◆ WORK TASK 1 ◆
Revise the passage on AHR gene polymorphisms from the words "The specific aims" through the words "to lung cancer.", replacing "allelic frequencies" with "allele frequencies".
◆ WORK TASK 2 ◆
Continue the passage on AHR gene polymorphisms from its last sentence.

Since its discovery, the aryl hydrocarbon receptor (AhR) has been recognized as an integral component of the carcinogenic process initiated by smoke-born polycyclic aromatic hydrocarbons and other carcinogens that result from incomplete combustion. The AhR regulates the expression of a group of genes encoding phase I cytochrome P450 monooxygenases, phase II conjugating enzymes, and phase III metabolite transporters that metabolize and dispose of PAH carcinogens, while also causing a limited level of reactive, mutagenic intermediates. Despite the pivotal importance of the AhR in the carcinogenic process in human lung, the underlying molecular mechanisms controlling AhR expression are not well established. Recently, we identified four novel variants of a repeat polymorphism, including two previously unreported single-nucleotide polymorphisms within the repeat, of the human AHR gene and have established a new method for analyzing them. These novel polymorphisms occur in a critical control region of the proximal promoter that contains multiple binding sites for specificity protein transcription factors. Our central hypothesis is tha these newly characterized AHR gene polymorphisms affect the transcriptional regulation of AhR expression, which in turn leads to altered expression and inducibility of the carcinogen-bioactivating enzymes as well as phase II and III pathways of deactivation.
The specific aims of our application are: 1) to determine the allelic frequencies of these novel polymorphisms of the AHR gene in normal tissue from lung cancer patients, and 2) to determine the roles of these novel polymorphisms in the transcriptional regulation of AhR expression. We will perform in vitro assays of transcription factor binding and AHR promoter activities in a lung tumor cell line and determine allelic expression of AhR mRNA in normal lung tissue from individuals heterozygous for these polymorphisms. These studies will determine the importance of novel polymorphisms in the AHR gene promoter on AhR expression and may ultimately lead to a clearer understanding of the genetic susceptibility to lung cancer.

◆ RAW DATA ◆
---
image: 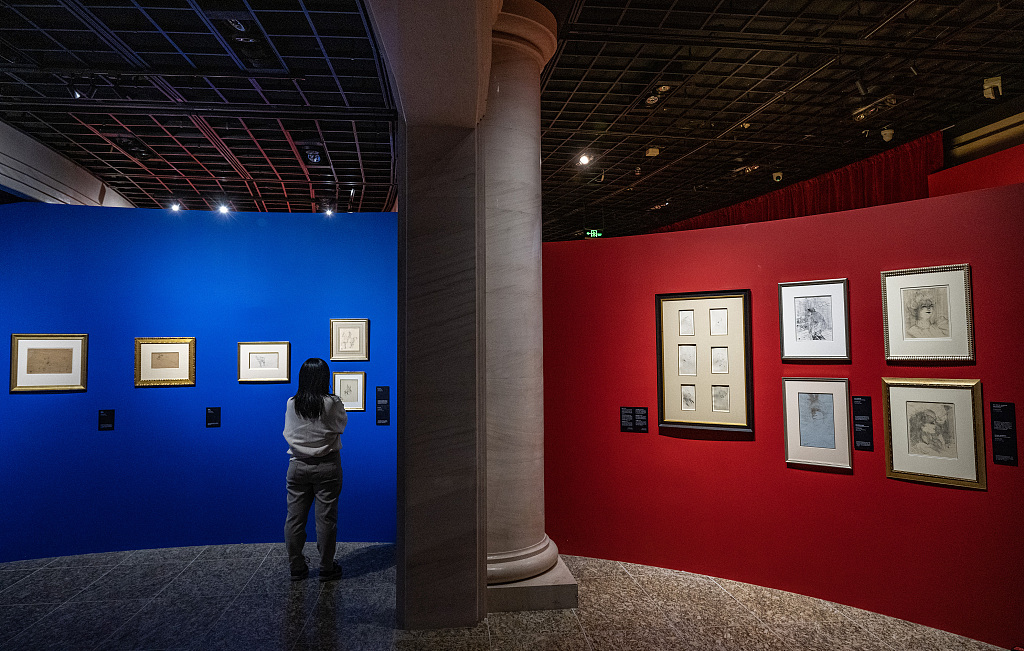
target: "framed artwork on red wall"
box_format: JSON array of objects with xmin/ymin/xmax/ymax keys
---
[
  {"xmin": 882, "ymin": 378, "xmax": 986, "ymax": 490},
  {"xmin": 778, "ymin": 278, "xmax": 850, "ymax": 361},
  {"xmin": 654, "ymin": 290, "xmax": 754, "ymax": 432},
  {"xmin": 882, "ymin": 264, "xmax": 974, "ymax": 361}
]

◆ ANSWER BOX 1 ◆
The specific aims of our application are: 1) to determine the allele frequencies of these novel polymorphisms of the AHR gene in normal tissue from lung cancer patients, and 2) to determine the roles of these novel polymorphisms in the transcriptional regulation of AhR expression. We will perform in vitro assays of transcription factor binding and AHR promoter activities in a lung tumor cell line and determine allelic expression of AhR mRNA in normal lung tissue from individuals heterozygous for these polymorphisms. These studies will determine the importance of novel polymorphisms in the AHR gene promoter on AhR expression and may ultimately lead to a clearer understanding of the genetic susceptibility to lung cancer.

◆ ANSWER BOX 2 ◆
Lung cancer continues to be a major public health concern and the leading cause of cancer-related death. Cigarette smoking has been identified as a major risk factor for the development of lung cancer, yet only about 10 to 20% of long-term smokers develop the disease. The susceptibility of some individuals to lung cancer is believed to be determined to a significant extent by the genetic makeup of the individuals. The aryl hydrocarbon receptor (AhR) is a key regulator of the deactivation of smoke-born carcinogens. Recently, we have identified novel variants of a repeat polymorphism in the AHR gene that are associated with the level of AhR expression. This project will begin the investigation of our hypothesis that these polymorphisms affect the level of AhR, the metabolism of carcinogens, and hence the genetic susceptibility to lung cancer.